* **STATED GOAL**: Pull out each line of the data below that contains the word "outline".

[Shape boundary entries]
---

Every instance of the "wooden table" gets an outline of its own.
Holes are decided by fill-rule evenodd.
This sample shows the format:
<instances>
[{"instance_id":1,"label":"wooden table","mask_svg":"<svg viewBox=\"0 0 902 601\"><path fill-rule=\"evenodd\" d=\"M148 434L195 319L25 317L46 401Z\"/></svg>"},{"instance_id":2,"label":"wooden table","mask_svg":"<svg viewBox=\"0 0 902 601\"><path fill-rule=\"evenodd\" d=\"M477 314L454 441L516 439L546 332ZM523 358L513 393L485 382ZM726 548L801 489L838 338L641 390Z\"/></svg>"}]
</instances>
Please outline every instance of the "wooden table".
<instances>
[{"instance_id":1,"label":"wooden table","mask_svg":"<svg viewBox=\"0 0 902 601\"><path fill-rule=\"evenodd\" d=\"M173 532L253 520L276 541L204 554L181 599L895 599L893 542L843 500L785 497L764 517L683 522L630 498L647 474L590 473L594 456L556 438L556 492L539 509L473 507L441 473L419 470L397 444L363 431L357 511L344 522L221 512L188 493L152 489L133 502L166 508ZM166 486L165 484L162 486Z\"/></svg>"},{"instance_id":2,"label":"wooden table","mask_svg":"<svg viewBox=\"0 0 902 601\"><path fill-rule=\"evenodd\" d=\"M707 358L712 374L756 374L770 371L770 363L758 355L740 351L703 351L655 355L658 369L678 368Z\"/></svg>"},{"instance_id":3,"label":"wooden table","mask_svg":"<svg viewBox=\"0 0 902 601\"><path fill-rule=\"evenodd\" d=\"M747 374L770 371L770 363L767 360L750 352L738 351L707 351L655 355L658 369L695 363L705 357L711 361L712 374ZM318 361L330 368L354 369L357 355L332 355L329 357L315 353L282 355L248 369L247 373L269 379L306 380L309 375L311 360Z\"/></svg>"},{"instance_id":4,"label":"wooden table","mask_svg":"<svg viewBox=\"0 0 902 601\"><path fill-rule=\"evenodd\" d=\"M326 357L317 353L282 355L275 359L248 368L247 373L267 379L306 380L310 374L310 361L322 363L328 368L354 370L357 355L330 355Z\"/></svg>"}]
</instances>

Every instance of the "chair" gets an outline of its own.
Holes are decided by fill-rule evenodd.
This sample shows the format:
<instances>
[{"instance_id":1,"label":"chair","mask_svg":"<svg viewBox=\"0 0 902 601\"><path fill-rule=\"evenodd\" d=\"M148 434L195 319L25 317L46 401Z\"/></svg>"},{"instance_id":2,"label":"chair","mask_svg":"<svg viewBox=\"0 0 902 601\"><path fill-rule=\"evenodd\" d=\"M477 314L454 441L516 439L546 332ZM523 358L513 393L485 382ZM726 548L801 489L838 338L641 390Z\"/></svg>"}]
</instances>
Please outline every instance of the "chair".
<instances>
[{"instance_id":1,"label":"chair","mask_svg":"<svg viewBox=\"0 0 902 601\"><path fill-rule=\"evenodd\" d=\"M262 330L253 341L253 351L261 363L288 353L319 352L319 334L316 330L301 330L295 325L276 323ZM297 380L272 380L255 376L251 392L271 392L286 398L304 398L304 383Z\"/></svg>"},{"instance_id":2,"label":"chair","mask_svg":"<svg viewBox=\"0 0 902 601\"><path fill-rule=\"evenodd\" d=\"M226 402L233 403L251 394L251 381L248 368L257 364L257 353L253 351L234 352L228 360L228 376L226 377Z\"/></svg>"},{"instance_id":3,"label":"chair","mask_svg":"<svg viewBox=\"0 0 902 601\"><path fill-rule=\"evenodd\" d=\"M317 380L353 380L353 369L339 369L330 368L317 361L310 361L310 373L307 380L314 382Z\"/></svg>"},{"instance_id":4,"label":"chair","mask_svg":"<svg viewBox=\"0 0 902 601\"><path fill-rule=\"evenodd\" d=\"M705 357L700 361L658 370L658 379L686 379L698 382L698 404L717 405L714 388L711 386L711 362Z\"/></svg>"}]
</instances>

---

* **WRITTEN SOLUTION**:
Every instance of the "wooden table" gets an outline of its own.
Please outline every instance of the "wooden table".
Every instance of the "chair" gets an outline of its own.
Please outline every instance of the "chair".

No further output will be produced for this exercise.